» To-do list:
1. Answer these using the concert reviews below:
(a) Which food drive does The Blastronauts show raise money for?
(b) On what day and at what place does Red Fang play?
(c) Which Stooges song is named in the concert reviews?
2. Using the concert reviews below, tell whether each statement is right. Answer yes or no, and quote the words that decide it.
(a) "Galileo" is the first of four EPs about astronomers.
(b) Red Fang's debut album has a title that differs from the band's name.
(c) The Loyal Divide and The Town Monster also play at the food drive benefit.
3. Pick up the concert reviews after their last sentence and keep writing in the same style.

» Text extract:

--- Begin ---

A flock of budget electronics, strongly suggesting feathers, eyes, beaks, claws, screeches and songs, fly around and through the guitar necks and drumsticks of The Blastronauts. It's all happening in the funky telescope of "Galileo," the first of four EPs celebrating astronomers. Whether or not the psych-pop Blastronauts have, like G., been shown the instruments of torture, they're jauntily bitter, cheerfully defiant, even tunefully raucous. They're also community-minded, so flock to this benefit for the Full Belly Food Drive, co-starring The Loyal Divide and The Town Monster. Yum!

Red Fang
Friday @ Summit

It's really industriously evil, the way that "sludge" has crept into reviewers' complimentary boxes of chocolates. But it does fit the way Red Fang's self-titled debut's thick tide suddenly rises into the long shadow of punk 'n' metal history. That's where the sludge mostly grows blessedly efficient critters. "Prehistoric Dog" sets the pace, stomping and shuffling between Rufus Thomas's Memphis out-cat special, "Walking The Dog," and the Stooges' basement-bred "I Wanna Be Your Dog." Yeah, it's basically familiar stuff, but can inspire the ancient mutants' cry, "Humans remain/Human remains!"

--- End ---

» Supplied information:
--- Begin ---

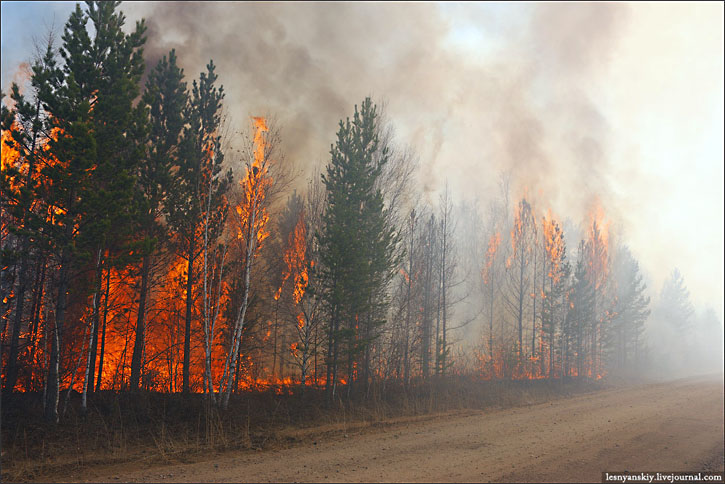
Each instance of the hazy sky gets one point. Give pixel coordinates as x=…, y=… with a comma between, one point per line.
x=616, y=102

--- End ---
--- Begin ---

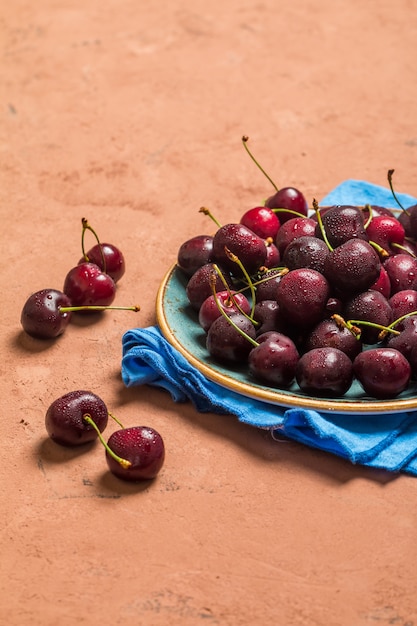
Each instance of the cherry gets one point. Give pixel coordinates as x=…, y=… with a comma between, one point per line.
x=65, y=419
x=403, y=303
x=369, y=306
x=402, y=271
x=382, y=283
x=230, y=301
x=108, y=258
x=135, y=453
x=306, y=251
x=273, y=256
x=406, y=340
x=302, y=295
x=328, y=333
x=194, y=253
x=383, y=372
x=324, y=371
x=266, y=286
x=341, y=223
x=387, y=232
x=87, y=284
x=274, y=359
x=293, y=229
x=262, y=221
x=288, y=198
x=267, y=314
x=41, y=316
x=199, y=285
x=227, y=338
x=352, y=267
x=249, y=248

--- End ---

» Solved tasks:
1.
(a) The Full Belly Food Drive.
(b) Friday, at Summit.
(c) "I Wanna Be Your Dog."

2.
(a) Yes: "the first of four EPs celebrating astronomers."
(b) No: "Red Fang's self-titled debut."
(c) Yes: "co-starring The Loyal Divide and The Town Monster."

3.
John McCutcheon
Sunday @ Unitarian Universalist Church

"Our chins a-drool with sticky bliss/Eyes rolled back in our heads/Next to a three-piece business suit/And a homeless guy in dreads." Folksinger/multi-instrumentalist John McCutcheon is floating through doughnut heaven, in "Krispy Kreme." He also knows that, "Like beauty too/Its time is fleet," so get 'em fresh-baked. McCutcheon learned a lot in Appalachia, and most other places. On TV, he heard about "Sara Tucholsky," a senior citizen with a blown-out knee, trying to make every base so her home run will count. Everything McCutcheon sings about counts.

Aloud
Tuesday @ Bernie's

Henry Beguiristain could make elegantly sad young music - so could Jen de la Osa -but when he contemplates being "fatalistic," she rhymes it with "sadistic." Aloud's "Fan The Fury" updates X's Exene Cervenka and John Doe's dynamically domestic civil war, now spilling into the streets and vice versa, as hyper-aware, media-bombarded harmonies and discord fall into place and fly by, between the sheets and screens. The personal and the political trust and bust, while Aloud's co-leaders' voices and guitars insist, "The end will be our beginning," once again.